#### Source text:
━━━━━━━━━━━━━━━━
Introduction

Loss and function impairment of skeletal muscle is a common skeletal disorder affecting millions of people worldwide, especially in the elderly. Its most severe outcome is to predispose people to sarcopenia. It is also related to a series of other diseases and health problems, such as osteoporosis (MIM 166710), fracture, impaired protein balance, dyslipidemia (MIM 151660), obesity (MIM 601665), insulin resistance, overall frailty and increased mortality.1, 2 Skeletal muscle is characterized by the measurement of lean body mass (LBM), which is the single best predictor for sarcopenia. LBM is highly inheritable, with estimated heritability ranging from 52 to 84%.3, 4, 5 However, only a few genes for LBM have so far emerged,6 leaving the majority of the genetic background of LBM still unknown.

Traditional association analysis has focused largely on single nucleotide polymorphisms (SNPs). This assessment of SNP variation has proven fruitful; hundreds of common variants have been found to be associated with diseases such as obesity, osteoporosis, type 2 diabetes and immunological disease.7 However, recent studies have shown that another type of genomic variation, copy number variations (CNVs), has a significant role in influencing common diseases as well, and are likely to be at reasonably high frequencies in the population. Recent data imply that CNVs account for up to 4 Mb of genetic differences, whereas that for SNP variation is only 2.5 Mb.8 The widespread distribution of CNVs across the genome has made it an important type of genetic variation for identifying disease-associated genetic loci. Many diseases are found to be associated with copy number (CN) changes, including osteoporosis,9 lupus glomerulonephritis,10 autism,11 and HIV infection and progression.12 Therefore, investigation of CNVs would contribute to unravel the genetic basis of complex diseases and phenotypes. Nonetheless, to the best of our knowledge, there is no CNV-aimed association study on LBM reported. It is largely unknown whether CNV underlies the variation of LBM. In this study, we report a CNV-based genome-wide association study (GWAS) to identify genetic loci influencing LBM variation.

Materials and methods

Study subjects

The study sample consisted of 1627 (802 males and 825 females) unrelated Chinese-Han subjects living in the cities of Xi’an/Changsha and their neighboring areas. The study was approved by the local institutional review board. After signing an informed consent, all subjects received assistance in completing a structured questionnaire including questions about anthropometric variables, lifestyle, diet, family information and medical history, and so on.

Phenotyping

The cohort was recruited for studies aimed in searching for genes underlying body compositions (bone mass, fat mass and lean mass). Body composition was measured using a dual-energy X-ray absorptiometry scanner Hologic QDR 4500W (Hologic Inc., Bedford, MA, USA), following the manufacturer's protocol. A dual-energy X-ray absorptiometry scan can accurately measure total body and regional bone mass, fat mass and fat-free mass. Lean mass is calculated by taking bone mass away from fat-free mass.13, 14 After removal of all metals, a subject laid on a bed and was scanned from head to toe. Whole body composition, body compositions at sub-regions, such as head, trunk and limb, were measured by the dual-energy X-ray absorptiometry scanner.
━━━━━━━━━━━━━━━━
#### Material provided:
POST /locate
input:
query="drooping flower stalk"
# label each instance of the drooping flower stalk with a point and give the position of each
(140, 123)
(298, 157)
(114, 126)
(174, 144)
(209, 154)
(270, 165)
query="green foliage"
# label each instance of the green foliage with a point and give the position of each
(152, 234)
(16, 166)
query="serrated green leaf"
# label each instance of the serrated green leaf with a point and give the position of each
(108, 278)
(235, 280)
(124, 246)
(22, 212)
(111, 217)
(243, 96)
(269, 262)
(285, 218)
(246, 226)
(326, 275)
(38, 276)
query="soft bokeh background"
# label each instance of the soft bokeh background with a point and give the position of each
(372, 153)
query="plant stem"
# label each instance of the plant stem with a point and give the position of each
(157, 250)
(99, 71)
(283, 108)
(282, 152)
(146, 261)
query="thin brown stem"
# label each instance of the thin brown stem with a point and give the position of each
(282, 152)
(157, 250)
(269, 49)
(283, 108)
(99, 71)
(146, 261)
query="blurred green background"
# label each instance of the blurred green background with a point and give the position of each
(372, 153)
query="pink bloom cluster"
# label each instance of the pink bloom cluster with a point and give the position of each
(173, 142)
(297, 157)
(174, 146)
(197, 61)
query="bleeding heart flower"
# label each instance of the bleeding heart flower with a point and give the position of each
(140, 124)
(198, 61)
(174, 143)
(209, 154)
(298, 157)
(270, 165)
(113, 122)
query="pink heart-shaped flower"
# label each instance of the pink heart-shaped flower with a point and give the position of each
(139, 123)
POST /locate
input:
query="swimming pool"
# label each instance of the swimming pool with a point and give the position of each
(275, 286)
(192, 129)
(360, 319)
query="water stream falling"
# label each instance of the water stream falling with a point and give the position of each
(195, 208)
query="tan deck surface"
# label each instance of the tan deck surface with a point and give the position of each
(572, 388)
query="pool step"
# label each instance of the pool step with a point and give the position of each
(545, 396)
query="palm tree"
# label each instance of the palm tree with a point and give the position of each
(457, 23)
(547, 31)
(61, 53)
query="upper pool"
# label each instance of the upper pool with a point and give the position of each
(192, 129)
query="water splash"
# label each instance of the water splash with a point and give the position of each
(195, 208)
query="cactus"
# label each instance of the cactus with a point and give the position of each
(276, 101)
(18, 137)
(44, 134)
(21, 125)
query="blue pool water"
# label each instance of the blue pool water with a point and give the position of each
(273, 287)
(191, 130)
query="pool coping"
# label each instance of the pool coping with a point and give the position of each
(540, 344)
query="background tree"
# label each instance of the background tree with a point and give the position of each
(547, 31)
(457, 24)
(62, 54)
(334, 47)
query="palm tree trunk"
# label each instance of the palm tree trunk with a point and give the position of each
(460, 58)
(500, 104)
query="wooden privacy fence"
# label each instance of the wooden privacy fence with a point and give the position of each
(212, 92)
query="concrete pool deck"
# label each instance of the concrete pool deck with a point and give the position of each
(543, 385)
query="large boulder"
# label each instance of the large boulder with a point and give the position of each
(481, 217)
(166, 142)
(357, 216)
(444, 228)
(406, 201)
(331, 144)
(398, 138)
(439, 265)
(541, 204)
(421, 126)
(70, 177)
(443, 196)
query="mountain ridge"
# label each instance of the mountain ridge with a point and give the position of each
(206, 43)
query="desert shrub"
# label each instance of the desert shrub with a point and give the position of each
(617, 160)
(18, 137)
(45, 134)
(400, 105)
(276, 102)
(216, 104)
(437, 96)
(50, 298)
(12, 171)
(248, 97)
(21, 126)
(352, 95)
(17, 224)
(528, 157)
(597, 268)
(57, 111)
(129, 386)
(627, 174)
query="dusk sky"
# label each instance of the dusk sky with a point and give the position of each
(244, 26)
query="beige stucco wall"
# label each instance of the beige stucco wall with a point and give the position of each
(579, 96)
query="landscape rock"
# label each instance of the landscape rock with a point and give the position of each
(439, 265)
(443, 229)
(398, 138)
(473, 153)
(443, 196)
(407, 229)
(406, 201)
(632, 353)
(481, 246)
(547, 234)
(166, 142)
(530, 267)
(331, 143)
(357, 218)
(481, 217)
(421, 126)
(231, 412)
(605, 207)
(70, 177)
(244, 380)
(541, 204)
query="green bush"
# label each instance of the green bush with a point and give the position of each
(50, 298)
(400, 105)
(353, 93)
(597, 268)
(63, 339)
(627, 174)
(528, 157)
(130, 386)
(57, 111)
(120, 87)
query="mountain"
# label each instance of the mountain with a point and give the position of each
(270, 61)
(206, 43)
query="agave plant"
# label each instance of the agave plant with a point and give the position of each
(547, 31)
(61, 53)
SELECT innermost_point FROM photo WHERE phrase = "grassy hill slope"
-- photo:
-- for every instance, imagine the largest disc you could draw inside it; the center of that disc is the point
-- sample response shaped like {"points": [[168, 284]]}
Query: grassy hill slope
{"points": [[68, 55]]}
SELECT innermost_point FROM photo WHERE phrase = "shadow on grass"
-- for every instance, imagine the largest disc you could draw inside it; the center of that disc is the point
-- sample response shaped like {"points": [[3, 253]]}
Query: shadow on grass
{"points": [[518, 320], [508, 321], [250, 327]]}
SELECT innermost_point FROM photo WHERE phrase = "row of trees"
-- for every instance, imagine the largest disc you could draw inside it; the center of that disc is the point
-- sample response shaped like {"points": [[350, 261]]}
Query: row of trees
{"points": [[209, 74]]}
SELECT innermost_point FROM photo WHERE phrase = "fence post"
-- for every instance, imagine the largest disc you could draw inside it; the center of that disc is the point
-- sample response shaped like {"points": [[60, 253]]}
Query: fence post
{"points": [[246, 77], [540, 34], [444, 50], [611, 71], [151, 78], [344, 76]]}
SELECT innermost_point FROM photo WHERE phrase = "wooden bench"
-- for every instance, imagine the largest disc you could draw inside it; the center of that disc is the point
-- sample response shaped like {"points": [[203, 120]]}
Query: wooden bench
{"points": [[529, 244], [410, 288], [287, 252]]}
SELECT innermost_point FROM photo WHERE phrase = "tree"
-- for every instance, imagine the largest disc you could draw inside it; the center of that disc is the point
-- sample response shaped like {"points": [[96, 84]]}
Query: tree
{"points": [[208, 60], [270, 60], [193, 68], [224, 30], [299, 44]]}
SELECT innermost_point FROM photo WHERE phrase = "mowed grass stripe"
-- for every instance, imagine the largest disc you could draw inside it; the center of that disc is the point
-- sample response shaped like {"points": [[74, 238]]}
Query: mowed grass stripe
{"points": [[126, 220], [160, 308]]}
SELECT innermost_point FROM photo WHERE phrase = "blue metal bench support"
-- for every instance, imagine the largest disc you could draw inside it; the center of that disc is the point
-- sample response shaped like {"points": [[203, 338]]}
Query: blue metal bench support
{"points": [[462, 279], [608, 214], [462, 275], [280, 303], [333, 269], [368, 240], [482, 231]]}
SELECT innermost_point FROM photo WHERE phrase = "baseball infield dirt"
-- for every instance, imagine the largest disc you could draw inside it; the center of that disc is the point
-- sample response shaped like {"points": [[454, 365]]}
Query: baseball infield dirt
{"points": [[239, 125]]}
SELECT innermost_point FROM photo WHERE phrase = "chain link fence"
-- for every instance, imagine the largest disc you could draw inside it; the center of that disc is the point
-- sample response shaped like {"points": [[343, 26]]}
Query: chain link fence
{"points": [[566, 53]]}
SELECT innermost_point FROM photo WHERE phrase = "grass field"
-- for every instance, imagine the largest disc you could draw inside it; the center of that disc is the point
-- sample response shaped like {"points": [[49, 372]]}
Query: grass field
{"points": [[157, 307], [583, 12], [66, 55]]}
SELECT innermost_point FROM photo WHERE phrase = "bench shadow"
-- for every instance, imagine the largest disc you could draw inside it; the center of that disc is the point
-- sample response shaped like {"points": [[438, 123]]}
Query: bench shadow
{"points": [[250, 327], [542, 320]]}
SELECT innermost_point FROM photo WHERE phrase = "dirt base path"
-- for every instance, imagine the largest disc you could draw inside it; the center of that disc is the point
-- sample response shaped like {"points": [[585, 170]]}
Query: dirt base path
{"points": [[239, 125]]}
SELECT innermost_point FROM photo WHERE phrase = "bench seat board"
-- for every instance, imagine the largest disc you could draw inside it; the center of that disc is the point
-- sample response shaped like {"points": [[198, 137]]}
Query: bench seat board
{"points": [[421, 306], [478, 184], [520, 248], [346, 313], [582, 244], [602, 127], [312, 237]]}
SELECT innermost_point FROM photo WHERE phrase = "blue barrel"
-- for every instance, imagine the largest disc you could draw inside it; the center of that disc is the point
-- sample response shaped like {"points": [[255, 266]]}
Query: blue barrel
━━━━━━━━━━━━━━━━
#### Parts of the exercise:
#1 Copy the stretch of the lean body mass passage from "Phenotyping" through "X-ray absorptiometry scanner.".
#2 According to the lean body mass passage, what range do estimates of the heritability of LBM span?
#3 Please write what comes next in the lean body mass passage, picking up after its last sentence.
The lines have no connection to the lean body mass passage.

#### List of answers:
#1
Phenotyping

The cohort was recruited for studies aimed in searching for genes underlying body compositions (bone mass, fat mass and lean mass). Body composition was measured using a dual-energy X-ray absorptiometry scanner Hologic QDR 4500W (Hologic Inc., Bedford, MA, USA), following the manufacturer's protocol. A dual-energy X-ray absorptiometry scan can accurately measure total body and regional bone mass, fat mass and fat-free mass. Lean mass is calculated by taking bone mass away from fat-free mass.13, 14 After removal of all metals, a subject laid on a bed and was scanned from head to toe. Whole body composition, body compositions at sub-regions, such as head, trunk and limb, were measured by the dual-energy X-ray absorptiometry scanner.

#2 From 52 to 84%.

#3
To ensure the quality of collected data, all scans were conducted, reviewed and analyzed by a clinical expert. Body weight, height and age were obtained on the same visit. In this study, lean mass at four limbs, trunk and whole body were analyzed as main phenotypes.

Genome-wide genotyping and quality controls (QC)

Genomic DNA was extracted from peripheral blood leukocytes using standard protocols. Genome-Wide Human SNP Array 6.0 (Affymetrix Inc., Santa Clara, CA, USA), which includes 906 600 SNPs and 9 40 000 CN probes, was used to genotype each subject, according to the Affymetrix protocol. Briefly, 250 ng of genomic DNA was digested with restriction enzyme NspI and StyI. Digested DNA was adaptor ligated and PCR amplified for each sample. Fragment PCR products were then labeled with biotin, denatured and hybridized to the arrays. Arrays were then washed and stained using phycoerythrin on Affymetrix Fluidics Station, and scanned using the GeneChip Scanner 30007G to quantify fluorescence intensities (Affymetrix Inc.). Data management and analyses were conducted using the Affymetrix Genotyping Command Console. The Affymetrix contrast QC threshold was set at the default value of greater than 0.4 for sample QC. The final average contrast QC across the entire sample reached a high level of 2.62.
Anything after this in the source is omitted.